▶ _WHAT IS BEING ASKED_
Starting with the line that holds "Could you please locate the city", copy out each remaining line of the listing below, up to and including the last one, and include nothing else.
━━━━━━━━━━━━━━━━
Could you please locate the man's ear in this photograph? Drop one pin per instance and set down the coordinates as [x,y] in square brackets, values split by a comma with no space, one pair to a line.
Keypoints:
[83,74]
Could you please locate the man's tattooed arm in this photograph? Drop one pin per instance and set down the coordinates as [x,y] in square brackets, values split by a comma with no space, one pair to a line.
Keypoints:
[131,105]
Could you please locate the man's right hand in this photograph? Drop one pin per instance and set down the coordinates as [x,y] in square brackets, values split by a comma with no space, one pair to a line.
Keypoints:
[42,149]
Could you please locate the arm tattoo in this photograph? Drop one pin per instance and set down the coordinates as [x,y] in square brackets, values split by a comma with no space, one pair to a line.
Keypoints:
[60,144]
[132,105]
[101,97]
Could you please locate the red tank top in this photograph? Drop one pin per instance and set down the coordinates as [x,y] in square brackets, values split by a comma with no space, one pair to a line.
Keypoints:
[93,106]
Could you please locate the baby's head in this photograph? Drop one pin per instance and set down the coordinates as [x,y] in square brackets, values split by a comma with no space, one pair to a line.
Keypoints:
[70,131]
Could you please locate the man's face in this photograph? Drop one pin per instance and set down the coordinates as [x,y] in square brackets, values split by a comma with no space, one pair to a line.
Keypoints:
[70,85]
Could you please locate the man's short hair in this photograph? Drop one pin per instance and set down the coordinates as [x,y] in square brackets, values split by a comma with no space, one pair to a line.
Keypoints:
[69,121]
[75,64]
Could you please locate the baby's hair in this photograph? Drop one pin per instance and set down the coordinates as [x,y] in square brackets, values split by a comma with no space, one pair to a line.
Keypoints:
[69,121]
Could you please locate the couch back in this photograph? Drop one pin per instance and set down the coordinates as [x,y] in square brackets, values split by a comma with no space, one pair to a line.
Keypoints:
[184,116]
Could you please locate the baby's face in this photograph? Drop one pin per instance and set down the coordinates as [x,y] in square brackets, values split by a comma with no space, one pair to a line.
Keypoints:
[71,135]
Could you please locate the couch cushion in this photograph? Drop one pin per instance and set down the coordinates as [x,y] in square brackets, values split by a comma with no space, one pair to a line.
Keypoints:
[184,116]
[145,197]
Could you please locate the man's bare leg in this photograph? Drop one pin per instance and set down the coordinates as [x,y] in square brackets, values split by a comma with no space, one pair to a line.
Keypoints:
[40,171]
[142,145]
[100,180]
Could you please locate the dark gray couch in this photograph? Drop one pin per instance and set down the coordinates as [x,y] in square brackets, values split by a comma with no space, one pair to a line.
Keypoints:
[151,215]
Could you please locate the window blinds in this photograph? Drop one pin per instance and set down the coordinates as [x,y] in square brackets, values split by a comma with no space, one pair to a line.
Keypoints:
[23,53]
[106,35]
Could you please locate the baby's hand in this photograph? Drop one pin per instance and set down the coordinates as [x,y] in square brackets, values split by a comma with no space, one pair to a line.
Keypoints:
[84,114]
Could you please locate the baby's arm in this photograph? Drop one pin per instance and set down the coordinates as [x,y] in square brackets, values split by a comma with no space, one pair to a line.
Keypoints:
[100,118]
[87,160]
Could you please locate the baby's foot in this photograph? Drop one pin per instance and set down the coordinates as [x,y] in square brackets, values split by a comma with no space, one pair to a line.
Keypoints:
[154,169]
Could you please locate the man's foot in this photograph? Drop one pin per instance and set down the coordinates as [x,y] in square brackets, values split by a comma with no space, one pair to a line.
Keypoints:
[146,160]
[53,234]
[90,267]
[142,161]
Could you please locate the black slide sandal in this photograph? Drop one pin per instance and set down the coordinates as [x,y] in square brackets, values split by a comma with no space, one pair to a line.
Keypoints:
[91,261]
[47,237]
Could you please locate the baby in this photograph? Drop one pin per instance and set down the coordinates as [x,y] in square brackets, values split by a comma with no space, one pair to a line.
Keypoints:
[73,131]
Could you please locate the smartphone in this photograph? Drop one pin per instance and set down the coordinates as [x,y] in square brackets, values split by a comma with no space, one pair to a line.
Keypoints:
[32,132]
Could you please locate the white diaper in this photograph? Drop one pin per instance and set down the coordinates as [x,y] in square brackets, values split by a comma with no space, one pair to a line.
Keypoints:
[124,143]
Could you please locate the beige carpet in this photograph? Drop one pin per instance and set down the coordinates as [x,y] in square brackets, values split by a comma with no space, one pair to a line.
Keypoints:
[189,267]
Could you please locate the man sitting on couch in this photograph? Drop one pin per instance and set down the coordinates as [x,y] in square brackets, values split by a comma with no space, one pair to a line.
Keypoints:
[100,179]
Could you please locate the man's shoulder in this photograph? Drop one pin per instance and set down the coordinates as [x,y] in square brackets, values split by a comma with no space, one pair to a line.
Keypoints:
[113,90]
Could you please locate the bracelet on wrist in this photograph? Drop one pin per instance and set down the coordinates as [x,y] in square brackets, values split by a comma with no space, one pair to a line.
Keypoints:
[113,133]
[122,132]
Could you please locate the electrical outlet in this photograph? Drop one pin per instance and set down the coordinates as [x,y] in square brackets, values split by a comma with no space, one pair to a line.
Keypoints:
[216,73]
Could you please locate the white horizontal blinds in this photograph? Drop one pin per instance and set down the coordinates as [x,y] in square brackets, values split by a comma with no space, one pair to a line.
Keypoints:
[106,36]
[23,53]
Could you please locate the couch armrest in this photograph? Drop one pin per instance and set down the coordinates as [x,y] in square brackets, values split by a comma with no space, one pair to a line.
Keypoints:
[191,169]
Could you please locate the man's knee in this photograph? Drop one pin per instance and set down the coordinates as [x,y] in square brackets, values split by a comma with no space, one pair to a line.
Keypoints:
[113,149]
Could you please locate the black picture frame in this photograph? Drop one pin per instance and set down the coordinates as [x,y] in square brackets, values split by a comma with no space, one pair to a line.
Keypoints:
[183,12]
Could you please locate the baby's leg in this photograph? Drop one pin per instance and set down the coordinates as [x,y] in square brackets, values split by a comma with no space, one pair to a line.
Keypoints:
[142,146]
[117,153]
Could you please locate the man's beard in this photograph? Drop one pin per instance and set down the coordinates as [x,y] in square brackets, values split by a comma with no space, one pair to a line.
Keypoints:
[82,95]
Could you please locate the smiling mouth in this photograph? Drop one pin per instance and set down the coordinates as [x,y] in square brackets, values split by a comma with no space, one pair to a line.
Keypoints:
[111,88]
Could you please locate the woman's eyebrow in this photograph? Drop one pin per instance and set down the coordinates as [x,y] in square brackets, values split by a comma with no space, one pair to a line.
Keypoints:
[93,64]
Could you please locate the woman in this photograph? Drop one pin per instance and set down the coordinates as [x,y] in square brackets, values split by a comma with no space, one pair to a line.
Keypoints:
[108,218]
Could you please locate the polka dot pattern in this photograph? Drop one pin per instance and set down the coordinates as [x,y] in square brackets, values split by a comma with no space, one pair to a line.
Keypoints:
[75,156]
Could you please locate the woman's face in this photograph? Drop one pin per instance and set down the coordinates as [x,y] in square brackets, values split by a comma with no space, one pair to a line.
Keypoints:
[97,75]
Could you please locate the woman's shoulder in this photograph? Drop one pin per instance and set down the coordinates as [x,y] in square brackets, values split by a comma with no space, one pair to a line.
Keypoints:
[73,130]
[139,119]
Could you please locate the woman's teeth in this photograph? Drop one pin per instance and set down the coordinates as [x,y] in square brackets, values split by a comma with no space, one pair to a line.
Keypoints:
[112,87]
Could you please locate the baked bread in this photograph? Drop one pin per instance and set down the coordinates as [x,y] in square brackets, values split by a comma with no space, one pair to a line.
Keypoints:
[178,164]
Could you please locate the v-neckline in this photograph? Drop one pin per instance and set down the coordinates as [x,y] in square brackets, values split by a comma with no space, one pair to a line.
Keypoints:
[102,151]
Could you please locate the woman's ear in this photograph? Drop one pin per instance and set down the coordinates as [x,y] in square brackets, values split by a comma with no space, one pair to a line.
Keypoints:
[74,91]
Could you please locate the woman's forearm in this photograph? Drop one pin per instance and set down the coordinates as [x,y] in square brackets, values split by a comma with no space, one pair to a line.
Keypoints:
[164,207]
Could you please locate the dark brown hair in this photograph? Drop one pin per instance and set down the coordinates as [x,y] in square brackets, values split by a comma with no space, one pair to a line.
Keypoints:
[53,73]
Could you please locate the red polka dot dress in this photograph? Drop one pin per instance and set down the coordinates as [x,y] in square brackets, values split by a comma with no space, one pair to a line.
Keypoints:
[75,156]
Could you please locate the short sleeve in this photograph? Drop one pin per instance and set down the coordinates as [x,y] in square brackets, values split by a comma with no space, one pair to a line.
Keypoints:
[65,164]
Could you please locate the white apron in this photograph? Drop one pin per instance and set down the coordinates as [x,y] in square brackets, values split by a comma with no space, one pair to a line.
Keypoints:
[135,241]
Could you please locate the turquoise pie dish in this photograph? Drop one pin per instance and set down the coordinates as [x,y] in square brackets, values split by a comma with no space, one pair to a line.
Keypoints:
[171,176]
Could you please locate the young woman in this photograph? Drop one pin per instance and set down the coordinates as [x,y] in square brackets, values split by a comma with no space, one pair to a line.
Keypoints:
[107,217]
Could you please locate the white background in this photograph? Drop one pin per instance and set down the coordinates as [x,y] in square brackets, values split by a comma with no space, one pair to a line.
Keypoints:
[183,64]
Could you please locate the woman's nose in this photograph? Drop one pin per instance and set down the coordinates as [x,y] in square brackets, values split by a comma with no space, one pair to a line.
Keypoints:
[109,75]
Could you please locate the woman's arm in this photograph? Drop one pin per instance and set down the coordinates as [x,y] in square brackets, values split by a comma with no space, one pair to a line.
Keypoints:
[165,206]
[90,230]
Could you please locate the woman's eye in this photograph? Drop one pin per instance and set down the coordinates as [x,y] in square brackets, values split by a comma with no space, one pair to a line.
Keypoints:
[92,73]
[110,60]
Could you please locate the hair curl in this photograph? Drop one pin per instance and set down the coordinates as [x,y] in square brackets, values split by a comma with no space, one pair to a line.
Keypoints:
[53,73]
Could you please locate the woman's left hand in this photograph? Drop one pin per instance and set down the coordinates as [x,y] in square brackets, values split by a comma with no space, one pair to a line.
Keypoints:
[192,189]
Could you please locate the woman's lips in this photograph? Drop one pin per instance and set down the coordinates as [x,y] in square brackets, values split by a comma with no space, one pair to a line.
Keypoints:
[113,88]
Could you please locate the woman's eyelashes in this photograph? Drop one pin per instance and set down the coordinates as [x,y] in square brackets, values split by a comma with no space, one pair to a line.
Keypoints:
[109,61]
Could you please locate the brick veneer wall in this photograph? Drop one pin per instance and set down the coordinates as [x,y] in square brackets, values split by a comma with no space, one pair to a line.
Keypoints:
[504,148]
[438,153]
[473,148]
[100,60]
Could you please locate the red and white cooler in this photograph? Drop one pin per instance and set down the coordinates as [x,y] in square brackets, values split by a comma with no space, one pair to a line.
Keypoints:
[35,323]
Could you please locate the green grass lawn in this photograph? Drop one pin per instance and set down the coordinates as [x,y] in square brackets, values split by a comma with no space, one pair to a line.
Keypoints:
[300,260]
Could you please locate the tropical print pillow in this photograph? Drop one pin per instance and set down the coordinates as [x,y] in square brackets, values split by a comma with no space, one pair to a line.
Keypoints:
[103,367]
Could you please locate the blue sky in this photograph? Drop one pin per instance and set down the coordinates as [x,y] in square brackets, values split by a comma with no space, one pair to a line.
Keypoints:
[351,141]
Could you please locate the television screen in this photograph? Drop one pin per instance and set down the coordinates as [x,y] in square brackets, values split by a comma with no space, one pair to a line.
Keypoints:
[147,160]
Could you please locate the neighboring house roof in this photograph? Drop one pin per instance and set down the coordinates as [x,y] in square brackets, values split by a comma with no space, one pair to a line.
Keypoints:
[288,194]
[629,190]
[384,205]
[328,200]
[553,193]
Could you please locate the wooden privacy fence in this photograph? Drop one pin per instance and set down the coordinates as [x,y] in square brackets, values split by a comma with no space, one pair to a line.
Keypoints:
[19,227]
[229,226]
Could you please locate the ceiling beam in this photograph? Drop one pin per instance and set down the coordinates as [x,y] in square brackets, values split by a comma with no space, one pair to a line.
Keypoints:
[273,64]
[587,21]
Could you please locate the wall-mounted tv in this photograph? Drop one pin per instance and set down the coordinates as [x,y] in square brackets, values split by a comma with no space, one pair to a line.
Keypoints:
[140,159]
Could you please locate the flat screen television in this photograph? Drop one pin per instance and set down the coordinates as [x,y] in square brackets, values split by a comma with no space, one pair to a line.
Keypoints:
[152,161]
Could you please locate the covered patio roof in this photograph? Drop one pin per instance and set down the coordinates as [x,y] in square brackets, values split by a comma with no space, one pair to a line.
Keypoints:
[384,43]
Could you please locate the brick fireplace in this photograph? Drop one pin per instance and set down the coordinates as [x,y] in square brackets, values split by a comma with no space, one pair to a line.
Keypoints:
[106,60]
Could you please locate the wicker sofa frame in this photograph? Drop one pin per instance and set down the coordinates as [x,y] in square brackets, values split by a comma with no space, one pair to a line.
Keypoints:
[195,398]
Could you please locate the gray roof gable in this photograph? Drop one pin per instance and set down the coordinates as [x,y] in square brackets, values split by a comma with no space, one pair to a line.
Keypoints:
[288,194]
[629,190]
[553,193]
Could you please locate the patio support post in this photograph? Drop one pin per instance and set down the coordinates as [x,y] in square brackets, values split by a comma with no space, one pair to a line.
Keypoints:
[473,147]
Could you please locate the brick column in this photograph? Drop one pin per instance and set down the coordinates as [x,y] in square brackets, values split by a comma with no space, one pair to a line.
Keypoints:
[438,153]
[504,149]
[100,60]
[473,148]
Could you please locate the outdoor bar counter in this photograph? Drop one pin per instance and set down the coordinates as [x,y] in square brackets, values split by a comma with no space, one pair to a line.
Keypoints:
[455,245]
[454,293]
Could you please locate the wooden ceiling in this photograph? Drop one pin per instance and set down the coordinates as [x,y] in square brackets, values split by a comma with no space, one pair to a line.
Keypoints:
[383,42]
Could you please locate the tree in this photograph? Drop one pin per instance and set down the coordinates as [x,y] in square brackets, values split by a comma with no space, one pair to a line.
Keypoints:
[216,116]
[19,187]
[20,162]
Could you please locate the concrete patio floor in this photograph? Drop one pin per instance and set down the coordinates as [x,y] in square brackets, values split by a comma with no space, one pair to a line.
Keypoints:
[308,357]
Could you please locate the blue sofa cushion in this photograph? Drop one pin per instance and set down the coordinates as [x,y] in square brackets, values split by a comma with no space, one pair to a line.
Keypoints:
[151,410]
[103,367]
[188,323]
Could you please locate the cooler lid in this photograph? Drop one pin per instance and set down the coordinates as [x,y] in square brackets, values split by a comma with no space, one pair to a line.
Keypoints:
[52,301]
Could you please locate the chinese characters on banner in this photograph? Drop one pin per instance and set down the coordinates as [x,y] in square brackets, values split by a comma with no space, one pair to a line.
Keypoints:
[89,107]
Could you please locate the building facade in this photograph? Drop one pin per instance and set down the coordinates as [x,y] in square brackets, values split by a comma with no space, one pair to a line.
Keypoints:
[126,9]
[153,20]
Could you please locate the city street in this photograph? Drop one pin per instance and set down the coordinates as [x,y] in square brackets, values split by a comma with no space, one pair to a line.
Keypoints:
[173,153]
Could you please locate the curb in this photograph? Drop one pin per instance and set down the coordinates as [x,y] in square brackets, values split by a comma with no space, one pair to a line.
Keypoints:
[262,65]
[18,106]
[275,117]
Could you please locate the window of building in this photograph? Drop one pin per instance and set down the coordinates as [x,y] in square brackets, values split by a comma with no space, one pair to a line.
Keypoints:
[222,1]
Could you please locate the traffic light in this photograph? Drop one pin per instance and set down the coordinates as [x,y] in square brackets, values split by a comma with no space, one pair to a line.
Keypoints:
━━━━━━━━━━━━━━━━
▶ _EXERCISE ANSWER_
Could you please locate the city street in this photograph? Drop one pin per instance and set down the coordinates as [x,y] in square brackets, values split by a comma with no space, one pair to a line.
Keypoints:
[173,153]
Could you please locate the curb in this photograph? Drop one pin per instance and set down the coordinates as [x,y] in square brackets, values split by a comma with no space, one pair to a line.
Keypoints:
[262,65]
[18,106]
[275,117]
Could you please locate the window of building in this photograph? Drop one pin per instance and set down the coordinates as [x,y] in square brackets, values split by a comma with no space, one pair to a line.
Keypoints:
[222,1]
Could you please locate the traffic light in this photograph? Drop one pin per instance and set down the coordinates as [x,y] in square brackets, values split by a comma with no space, one pair to a line.
Keypoints:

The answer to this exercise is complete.